Instrucción dada: Convierte las entradas que siguen en un CSV de dos columnas, "texto" y "respuesta", con una fila por cada entrada. Pon el texto de la entrada y su respuesta cada uno en un solo campo entre comillas, y cambia los saltos de línea por espacios.

Información proporcionada:
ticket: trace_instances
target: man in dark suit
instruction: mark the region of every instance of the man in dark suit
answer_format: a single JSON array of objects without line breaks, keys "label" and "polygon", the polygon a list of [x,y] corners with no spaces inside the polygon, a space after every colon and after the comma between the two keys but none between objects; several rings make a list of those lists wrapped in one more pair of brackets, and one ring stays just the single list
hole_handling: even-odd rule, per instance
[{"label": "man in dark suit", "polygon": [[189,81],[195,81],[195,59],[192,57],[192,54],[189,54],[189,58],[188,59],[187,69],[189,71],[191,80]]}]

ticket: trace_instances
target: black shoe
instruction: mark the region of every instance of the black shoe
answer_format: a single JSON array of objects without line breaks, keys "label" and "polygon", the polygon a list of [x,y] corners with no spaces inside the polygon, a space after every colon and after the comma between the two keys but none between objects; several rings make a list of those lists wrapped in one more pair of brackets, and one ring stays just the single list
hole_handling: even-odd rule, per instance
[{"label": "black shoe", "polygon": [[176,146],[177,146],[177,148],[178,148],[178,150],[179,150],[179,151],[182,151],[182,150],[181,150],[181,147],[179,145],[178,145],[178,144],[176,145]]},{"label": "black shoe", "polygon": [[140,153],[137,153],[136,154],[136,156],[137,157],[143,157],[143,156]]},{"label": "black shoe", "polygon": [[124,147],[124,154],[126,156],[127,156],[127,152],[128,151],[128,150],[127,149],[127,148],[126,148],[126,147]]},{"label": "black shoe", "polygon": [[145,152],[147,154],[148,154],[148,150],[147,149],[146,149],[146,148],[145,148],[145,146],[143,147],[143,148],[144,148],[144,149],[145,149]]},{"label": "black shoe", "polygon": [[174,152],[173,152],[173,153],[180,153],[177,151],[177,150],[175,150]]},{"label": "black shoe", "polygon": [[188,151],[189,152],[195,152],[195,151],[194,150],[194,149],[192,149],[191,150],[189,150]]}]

Respuesta obtenida:
texto,respuesta
"ticket: trace_instances target: man in dark suit instruction: mark the region of every instance of the man in dark suit answer_format: a single JSON array of objects without line breaks, keys ""label"" and ""polygon"", the polygon a list of [x,y] corners with no spaces inside the polygon, a space after every colon and after the comma between the two keys but none between objects; several rings make a list of those lists wrapped in one more pair of brackets, and one ring stays just the single list hole_handling: even-odd rule, per instance","[{""label"": ""man in dark suit"", ""polygon"": [[189,81],[195,81],[195,59],[192,57],[192,54],[189,54],[189,58],[188,59],[187,69],[189,71],[191,80]]}]"
"ticket: trace_instances target: black shoe instruction: mark the region of every instance of the black shoe answer_format: a single JSON array of objects without line breaks, keys ""label"" and ""polygon"", the polygon a list of [x,y] corners with no spaces inside the polygon, a space after every colon and after the comma between the two keys but none between objects; several rings make a list of those lists wrapped in one more pair of brackets, and one ring stays just the single list hole_handling: even-odd rule, per instance","[{""label"": ""black shoe"", ""polygon"": [[176,146],[177,146],[177,148],[178,148],[178,150],[179,150],[179,151],[182,151],[182,150],[181,150],[181,147],[179,145],[178,145],[178,144],[176,145]]},{""label"": ""black shoe"", ""polygon"": [[140,153],[137,153],[136,154],[136,156],[137,157],[143,157],[143,156]]},{""label"": ""black shoe"", ""polygon"": [[124,147],[124,154],[126,156],[127,156],[127,152],[128,151],[128,150],[127,149],[127,148],[126,148],[126,147]]},{""label"": ""black shoe"", ""polygon"": [[145,152],[147,154],[148,154],[148,150],[147,149],[146,149],[146,148],[145,148],[145,146],[143,147],[143,148],[144,148],[144,149],[145,149]]},{""label"": ""black shoe"", ""polygon"": [[174,152],[173,152],[173,153],[180,153],[177,151],[177,150],[175,150]]},{""label"": ""black shoe"", ""polygon"": [[188,151],[189,152],[195,152],[195,151],[194,150],[194,149],[192,149],[191,150],[189,150]]}]"